▶ WRITTEN TASK
Repeat verbatim every line of the material, beginning at the line that holds "Please place a point on the small" and ending at its last line.

▶ SUPPLIED DATA
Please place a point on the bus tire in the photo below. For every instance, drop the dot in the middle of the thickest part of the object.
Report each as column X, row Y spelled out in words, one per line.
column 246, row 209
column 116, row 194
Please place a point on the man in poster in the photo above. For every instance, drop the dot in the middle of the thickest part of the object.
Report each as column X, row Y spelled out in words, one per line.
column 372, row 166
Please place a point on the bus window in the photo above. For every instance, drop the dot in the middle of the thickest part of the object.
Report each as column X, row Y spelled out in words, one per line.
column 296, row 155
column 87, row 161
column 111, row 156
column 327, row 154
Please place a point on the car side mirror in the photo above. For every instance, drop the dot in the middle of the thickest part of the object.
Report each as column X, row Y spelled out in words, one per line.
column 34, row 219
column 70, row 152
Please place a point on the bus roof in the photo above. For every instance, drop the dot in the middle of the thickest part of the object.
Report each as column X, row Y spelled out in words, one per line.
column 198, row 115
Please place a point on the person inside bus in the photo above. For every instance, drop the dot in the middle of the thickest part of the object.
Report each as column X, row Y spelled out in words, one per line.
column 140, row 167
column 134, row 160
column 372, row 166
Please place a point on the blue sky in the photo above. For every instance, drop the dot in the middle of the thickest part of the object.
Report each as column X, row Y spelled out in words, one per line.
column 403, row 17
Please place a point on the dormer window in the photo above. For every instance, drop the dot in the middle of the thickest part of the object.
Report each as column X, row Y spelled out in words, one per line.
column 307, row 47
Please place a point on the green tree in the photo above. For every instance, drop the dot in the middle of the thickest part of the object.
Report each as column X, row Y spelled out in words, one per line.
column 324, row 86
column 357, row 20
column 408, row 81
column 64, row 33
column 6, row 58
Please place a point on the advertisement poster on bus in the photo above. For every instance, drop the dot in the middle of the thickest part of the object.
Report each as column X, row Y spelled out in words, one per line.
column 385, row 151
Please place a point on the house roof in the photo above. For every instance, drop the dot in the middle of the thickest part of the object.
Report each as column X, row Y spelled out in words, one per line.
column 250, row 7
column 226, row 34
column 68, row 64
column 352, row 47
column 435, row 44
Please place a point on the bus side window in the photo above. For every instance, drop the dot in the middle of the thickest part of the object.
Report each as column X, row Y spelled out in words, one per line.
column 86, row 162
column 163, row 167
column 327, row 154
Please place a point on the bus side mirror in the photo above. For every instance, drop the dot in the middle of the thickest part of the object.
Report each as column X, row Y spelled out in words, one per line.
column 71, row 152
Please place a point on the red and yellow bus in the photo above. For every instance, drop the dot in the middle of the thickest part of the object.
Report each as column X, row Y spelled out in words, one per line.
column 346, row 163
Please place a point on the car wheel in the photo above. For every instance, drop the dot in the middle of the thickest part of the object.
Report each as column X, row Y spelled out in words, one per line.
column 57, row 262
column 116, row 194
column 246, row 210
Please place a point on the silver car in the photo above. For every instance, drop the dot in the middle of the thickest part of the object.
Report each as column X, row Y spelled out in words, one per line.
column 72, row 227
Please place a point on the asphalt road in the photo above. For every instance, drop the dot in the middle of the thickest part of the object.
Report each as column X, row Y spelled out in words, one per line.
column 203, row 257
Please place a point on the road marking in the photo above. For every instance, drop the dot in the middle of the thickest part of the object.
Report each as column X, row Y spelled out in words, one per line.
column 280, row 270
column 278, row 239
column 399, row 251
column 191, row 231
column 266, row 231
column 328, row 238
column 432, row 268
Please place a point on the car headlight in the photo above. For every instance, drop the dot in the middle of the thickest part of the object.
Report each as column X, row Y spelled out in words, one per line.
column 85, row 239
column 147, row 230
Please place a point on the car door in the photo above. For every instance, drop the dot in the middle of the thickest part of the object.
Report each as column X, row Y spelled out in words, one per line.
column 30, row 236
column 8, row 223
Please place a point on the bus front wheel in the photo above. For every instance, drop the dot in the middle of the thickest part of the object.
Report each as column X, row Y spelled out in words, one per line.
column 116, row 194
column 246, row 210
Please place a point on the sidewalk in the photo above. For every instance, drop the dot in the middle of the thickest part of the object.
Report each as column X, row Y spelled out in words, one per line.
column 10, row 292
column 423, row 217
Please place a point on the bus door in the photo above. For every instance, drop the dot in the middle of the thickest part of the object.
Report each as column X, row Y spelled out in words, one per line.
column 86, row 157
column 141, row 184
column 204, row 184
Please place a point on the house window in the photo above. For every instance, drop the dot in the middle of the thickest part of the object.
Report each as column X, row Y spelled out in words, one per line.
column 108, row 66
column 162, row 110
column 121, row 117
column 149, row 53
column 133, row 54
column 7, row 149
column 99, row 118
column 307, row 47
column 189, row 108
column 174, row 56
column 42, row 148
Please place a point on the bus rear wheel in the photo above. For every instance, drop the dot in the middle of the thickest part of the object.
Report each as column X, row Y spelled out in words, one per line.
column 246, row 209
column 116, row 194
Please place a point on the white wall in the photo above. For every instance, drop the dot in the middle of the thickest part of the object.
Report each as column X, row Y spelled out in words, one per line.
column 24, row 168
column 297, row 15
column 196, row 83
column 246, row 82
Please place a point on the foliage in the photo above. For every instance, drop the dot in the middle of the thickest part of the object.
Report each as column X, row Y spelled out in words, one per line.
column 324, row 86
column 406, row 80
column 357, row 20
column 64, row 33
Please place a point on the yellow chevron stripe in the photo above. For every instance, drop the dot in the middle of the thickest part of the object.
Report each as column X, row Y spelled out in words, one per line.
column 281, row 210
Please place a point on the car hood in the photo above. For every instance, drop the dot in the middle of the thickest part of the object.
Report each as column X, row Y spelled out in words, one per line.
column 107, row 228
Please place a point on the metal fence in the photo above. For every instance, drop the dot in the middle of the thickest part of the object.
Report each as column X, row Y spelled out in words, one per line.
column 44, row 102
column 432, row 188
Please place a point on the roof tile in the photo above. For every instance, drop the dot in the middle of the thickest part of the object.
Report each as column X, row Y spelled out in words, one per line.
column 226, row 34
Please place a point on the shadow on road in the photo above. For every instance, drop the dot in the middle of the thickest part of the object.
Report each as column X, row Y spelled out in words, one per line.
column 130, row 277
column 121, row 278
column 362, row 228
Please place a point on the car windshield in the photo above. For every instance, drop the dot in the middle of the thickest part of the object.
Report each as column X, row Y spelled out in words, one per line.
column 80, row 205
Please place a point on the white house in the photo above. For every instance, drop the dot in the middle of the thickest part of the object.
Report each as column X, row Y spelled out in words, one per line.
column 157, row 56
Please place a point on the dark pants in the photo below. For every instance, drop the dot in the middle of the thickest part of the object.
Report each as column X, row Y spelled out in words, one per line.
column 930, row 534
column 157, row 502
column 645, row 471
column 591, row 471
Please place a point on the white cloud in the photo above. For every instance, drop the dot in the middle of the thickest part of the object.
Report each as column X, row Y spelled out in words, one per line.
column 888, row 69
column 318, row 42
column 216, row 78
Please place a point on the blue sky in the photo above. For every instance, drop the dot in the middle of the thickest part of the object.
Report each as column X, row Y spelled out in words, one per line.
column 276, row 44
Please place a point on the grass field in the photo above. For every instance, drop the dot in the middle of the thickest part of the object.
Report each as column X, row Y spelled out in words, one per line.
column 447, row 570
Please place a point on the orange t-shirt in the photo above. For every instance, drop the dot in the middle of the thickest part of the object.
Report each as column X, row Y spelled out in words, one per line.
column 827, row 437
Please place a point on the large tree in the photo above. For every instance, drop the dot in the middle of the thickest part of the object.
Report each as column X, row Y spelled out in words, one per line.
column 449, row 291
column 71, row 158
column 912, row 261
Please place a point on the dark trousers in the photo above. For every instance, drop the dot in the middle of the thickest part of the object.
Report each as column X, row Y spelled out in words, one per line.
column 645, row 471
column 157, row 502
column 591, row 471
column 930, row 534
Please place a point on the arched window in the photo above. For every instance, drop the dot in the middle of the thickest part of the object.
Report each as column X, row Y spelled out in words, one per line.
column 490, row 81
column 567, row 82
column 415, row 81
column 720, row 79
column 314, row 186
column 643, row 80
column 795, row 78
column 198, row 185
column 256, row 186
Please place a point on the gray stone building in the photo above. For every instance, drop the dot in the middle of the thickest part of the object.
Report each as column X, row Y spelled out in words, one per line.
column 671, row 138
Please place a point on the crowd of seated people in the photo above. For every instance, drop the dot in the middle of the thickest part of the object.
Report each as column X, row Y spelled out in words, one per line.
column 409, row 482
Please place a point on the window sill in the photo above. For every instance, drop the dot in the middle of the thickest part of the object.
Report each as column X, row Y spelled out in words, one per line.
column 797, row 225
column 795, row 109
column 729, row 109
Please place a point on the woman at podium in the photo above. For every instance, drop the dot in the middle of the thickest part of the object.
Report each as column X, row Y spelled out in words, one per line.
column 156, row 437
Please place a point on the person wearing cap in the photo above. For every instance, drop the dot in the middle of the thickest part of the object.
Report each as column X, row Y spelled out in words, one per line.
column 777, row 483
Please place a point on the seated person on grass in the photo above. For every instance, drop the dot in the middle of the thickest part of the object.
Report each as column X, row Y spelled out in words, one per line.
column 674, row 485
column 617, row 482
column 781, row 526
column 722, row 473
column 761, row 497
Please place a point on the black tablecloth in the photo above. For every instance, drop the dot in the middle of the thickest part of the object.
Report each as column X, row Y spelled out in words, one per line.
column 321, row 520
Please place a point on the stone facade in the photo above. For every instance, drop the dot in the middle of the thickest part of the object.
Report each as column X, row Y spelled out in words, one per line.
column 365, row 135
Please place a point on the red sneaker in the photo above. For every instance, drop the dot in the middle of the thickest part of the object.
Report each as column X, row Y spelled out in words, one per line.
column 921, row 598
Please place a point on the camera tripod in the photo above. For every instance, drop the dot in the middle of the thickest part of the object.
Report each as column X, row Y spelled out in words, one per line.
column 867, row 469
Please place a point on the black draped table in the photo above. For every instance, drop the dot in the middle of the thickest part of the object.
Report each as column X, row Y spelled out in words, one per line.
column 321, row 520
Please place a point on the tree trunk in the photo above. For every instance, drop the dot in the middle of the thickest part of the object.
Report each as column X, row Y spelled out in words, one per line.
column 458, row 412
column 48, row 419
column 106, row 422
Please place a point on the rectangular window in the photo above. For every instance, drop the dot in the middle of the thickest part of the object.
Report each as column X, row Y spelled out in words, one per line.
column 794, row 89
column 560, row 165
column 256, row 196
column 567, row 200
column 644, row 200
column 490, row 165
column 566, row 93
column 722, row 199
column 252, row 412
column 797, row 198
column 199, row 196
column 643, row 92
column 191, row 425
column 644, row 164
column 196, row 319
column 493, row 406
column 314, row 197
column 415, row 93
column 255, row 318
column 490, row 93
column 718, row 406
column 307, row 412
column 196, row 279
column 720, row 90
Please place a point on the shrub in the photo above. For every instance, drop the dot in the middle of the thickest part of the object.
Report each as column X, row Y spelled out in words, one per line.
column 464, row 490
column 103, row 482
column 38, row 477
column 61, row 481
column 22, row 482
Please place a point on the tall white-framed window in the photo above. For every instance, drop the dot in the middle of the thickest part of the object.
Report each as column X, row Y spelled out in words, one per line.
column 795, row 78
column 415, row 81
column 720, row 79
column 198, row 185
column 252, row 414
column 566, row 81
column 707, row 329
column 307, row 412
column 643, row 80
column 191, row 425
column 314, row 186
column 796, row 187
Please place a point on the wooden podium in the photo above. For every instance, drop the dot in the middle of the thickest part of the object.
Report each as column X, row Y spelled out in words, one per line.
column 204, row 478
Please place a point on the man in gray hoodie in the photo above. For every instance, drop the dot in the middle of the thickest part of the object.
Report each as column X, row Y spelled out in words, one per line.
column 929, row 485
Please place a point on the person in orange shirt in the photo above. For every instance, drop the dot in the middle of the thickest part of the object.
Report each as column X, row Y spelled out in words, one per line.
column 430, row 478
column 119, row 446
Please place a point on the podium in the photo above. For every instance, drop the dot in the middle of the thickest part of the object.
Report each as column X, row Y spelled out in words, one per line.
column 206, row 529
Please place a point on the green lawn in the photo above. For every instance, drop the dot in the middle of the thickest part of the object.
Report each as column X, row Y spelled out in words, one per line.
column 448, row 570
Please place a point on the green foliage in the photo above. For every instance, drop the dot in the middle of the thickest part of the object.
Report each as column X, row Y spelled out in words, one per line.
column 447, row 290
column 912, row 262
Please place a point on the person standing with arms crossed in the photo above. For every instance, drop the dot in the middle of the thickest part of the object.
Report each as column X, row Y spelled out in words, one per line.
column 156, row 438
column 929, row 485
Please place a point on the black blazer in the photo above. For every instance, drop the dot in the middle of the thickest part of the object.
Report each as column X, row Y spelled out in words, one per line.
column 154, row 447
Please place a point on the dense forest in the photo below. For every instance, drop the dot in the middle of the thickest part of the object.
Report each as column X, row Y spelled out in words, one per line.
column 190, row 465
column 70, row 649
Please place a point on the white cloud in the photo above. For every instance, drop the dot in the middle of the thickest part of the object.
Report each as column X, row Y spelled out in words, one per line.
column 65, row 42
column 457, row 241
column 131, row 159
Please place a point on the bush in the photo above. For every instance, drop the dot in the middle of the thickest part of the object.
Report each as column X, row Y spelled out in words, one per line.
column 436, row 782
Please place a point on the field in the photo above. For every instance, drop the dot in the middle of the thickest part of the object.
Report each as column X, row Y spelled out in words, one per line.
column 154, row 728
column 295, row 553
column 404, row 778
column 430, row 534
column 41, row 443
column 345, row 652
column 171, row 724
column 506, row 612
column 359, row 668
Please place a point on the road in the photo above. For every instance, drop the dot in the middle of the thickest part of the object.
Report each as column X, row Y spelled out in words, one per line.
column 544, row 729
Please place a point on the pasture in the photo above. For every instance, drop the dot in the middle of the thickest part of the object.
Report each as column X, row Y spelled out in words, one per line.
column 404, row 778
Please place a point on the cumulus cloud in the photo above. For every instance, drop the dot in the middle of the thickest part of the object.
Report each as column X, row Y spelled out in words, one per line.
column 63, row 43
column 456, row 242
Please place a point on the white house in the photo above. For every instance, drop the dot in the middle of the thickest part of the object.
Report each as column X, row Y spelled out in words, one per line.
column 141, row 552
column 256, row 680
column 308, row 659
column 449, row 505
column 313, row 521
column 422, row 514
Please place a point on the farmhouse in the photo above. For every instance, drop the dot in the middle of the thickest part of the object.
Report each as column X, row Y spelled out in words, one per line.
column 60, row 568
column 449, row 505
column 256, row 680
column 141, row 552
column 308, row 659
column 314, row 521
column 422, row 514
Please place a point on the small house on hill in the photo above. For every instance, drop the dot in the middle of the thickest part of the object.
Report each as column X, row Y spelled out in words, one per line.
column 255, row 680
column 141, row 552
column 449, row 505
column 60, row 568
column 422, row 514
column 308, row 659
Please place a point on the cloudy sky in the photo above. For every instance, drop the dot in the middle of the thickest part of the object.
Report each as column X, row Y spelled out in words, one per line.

▶ RESULT
Please place a point on the small house on hill in the photo above. For every instance, drop the dot in the middle of the thickest part of the object.
Report each as column X, row Y spelled out in words, one per line.
column 255, row 680
column 141, row 552
column 449, row 505
column 60, row 568
column 422, row 514
column 308, row 659
Please place a point on the cloudy sky in the photo above. For every instance, drop the dot in the middle of the thickest part of the object.
Report each as column X, row Y spelled out in words, one per line.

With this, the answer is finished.